===== PROVIDED DATA
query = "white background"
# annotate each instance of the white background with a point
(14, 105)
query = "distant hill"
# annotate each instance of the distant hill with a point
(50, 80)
==========
§ WHAT THIS TASK INVOLVES:
Reproduce the entire listing above word for word, changing nothing.

§ RESPONSE TO THE TASK:
query = "white background"
# annotate each instance of the white background with a point
(14, 105)
query = "distant hill"
# annotate each instance of the distant hill with a point
(50, 80)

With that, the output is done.